• EXCERPTED PASSAGE:

☆ ☆ ☆

Adjusting your motorcycle clutch-lever free play and why it’s important - Tech Tip Tuesday

Whether you call it clutch slack, clutch free play, or clutch tension, it refers to the clutch lever’s free movement before the cable gets taut, and how much of it there is will impact clutch function, feel, and longevity.

BY: Ari Henning  COURTESY Revzilla



Many owner’s manuals list a free play spec as measured from the end of the clutch lever to the grip, and it’s typically between 10 and 20 millimeters. I’m not a fan of that method, however, because if you’ve installed aftermarket levers that are a different length, or you’ve busted the ball off the end or otherwise “customized” your lever against the ground (as Zack and I like to refer to it), then the factory spec is hard to apply. 

Instead, I prefer to measure the gap between the back of the lever and the perch, which will be consistent regardless of the lever length or style and should typically be between two and four millimeters.  Of course you can use a tape measure or ruler, but it just so happens that a nickel is about two mm thick, so if you set the clearance using one or two of those, you’ll be good.

If the slack needs to be adjusted, loosen the locknut and turn the adjuster at the lever in to increase slack or out to reduce slack, and make sure that when you snug it back down the groove in the locknut and adjuster aren’t lined up. That’s so that the cable can’t jump out accidentally, and I like to aim the groove toward the back of the bike (when possible) so water and dirt are less likely to get in there.

If you’re unable to get the right amount of slack using the barrel adjuster at the lever, or if the adjuster is maxed out, you’ll need to move down to the secondary adjuster at the other end of the cable. This assembly is used to make large-scale changes, so before you crack the lock nuts free, spin the adjuster at the lever in most of the way to buy yourself more fine-tuning adjustment down the road.

☆ ☆ ☆

• SOURCE EXCERPT:
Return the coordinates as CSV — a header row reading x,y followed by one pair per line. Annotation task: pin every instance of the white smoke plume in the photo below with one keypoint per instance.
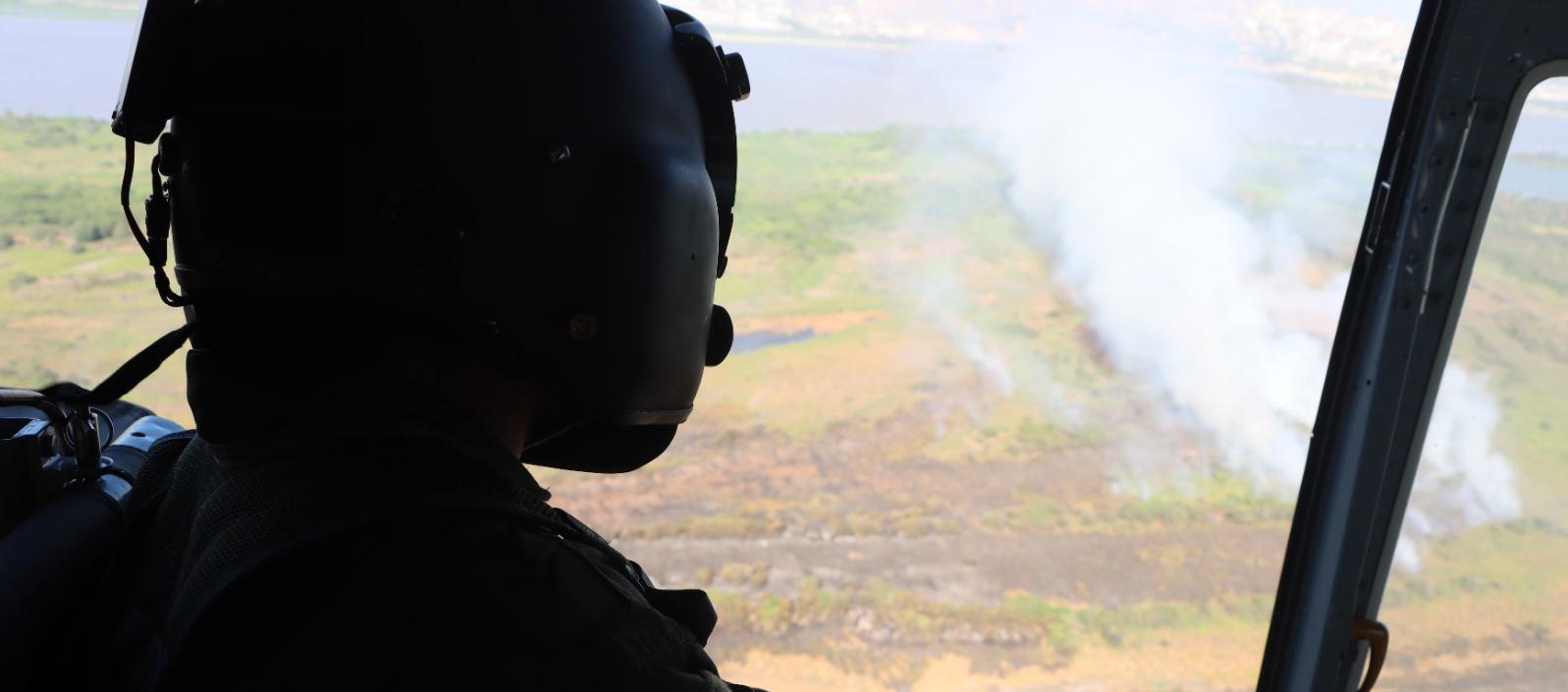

☆ ☆ ☆

• BRIEF: Summarize the clutch free play tip in two sentences. The listing plays no part in this.

• TASK RESPONSE: Clutch free play is the clutch lever's free movement before the cable gets taut, and the amount affects clutch function, feel, and longevity. The author prefers to measure the gap between the back of the lever and the perch, which should typically be two to four millimeters, and adjusts it with the barrel adjuster at the lever or, if that can't give the right slack, with the secondary adjuster at the other end of the cable.